What this task involves ::
Could you update the data from the line with "Expected: the pointer indicates a point on the cow jaw, one" through the end, swapping "pointer" for "marker" and leaving everything else the same?

Data items
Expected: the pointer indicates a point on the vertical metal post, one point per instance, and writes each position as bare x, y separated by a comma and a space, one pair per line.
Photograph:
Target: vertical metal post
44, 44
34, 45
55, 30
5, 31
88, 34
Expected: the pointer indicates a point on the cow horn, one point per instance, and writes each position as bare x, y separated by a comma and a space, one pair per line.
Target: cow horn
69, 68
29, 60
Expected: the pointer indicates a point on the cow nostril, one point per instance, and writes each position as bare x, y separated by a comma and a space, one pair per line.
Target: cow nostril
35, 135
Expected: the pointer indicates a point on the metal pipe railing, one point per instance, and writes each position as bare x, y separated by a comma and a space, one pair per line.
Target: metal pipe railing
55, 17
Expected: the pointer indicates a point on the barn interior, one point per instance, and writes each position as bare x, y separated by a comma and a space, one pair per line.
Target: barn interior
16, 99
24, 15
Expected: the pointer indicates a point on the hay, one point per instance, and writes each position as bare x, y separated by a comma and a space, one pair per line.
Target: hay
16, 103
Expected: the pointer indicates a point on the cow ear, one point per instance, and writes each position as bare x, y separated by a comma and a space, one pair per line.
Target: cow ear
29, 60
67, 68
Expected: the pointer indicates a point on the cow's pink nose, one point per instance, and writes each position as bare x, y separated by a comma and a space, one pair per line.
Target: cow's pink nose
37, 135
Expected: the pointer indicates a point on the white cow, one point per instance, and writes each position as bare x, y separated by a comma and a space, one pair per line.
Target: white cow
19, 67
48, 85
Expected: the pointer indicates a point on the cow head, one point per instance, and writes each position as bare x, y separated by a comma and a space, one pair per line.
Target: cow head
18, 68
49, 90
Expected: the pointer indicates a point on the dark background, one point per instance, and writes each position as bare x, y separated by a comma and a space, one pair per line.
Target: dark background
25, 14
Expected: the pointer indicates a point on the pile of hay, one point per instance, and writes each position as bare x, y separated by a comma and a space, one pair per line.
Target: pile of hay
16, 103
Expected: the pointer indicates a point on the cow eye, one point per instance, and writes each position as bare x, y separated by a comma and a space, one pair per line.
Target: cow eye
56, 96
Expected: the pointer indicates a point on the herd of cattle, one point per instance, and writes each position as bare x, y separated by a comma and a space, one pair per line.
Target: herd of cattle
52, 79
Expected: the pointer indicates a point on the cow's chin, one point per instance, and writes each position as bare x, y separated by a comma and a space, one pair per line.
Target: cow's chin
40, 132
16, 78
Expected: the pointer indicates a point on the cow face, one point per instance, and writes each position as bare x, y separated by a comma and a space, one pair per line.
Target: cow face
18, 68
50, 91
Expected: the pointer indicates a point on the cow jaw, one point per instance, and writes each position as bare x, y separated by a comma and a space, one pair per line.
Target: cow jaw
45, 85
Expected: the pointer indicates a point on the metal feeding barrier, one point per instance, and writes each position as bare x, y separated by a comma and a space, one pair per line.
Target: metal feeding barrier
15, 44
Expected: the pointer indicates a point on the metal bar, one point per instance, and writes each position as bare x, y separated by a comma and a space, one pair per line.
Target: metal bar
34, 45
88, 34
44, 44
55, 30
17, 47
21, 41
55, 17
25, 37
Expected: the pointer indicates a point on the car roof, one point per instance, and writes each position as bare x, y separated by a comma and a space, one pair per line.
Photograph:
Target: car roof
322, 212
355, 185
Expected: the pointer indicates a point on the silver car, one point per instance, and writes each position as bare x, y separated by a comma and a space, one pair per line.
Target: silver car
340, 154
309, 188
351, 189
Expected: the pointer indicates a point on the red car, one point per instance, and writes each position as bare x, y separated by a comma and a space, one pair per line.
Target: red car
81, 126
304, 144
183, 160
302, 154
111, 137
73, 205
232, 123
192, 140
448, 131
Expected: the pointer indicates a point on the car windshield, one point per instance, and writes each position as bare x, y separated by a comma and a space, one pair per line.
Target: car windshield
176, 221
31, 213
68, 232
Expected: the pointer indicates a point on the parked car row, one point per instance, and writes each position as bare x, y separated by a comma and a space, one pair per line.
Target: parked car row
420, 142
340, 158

Task output ::
Expected: the marker indicates a point on the cow jaw, one point per instance, and writes each position as bare x, y separated by a comma and a space, one pair per line.
Target: cow jaw
45, 85
Expected: the marker indicates a point on the metal feeding barrier, one point per instance, and writes each position as bare x, y separated by a comma and a space, one pair per line.
Target: metal feeding barrier
15, 44
Expected: the marker indicates a point on the metal bar, one point per instance, and writes each position as bare x, y separated by a comma and a space, one pair per line.
Target: metal bar
34, 45
88, 34
44, 44
55, 30
17, 47
21, 41
55, 17
25, 37
Expected: the marker indicates a point on the car roof, one point per instance, and writes each position as bare x, y separated by a comma and a space, one pair per line.
Photograph:
Target: car roof
322, 212
355, 185
Expected: the marker indicates a point on the silver car, one point per instance, and writes each position as bare x, y separated by a comma and a space, one pair per line.
Target: silver car
340, 154
309, 188
351, 189
Expected: the marker indicates a point on the red car, one point per instance, and writes each position as bare x, y separated by a comma and a space, one pair per line.
Target: red car
81, 126
304, 144
183, 160
302, 154
111, 137
73, 205
232, 123
192, 140
448, 131
Expected: the marker indicates a point on the car windshield, one point per instance, and writes each position as bare x, y separated by a comma and a space, one pair per line.
Target: car windshield
176, 221
31, 213
68, 232
Expected: the marker indicates a point on the parked car row, one point per instance, and writes each position as bare x, y separated by a comma and a space, one pair per line.
Target: parked car row
420, 142
340, 158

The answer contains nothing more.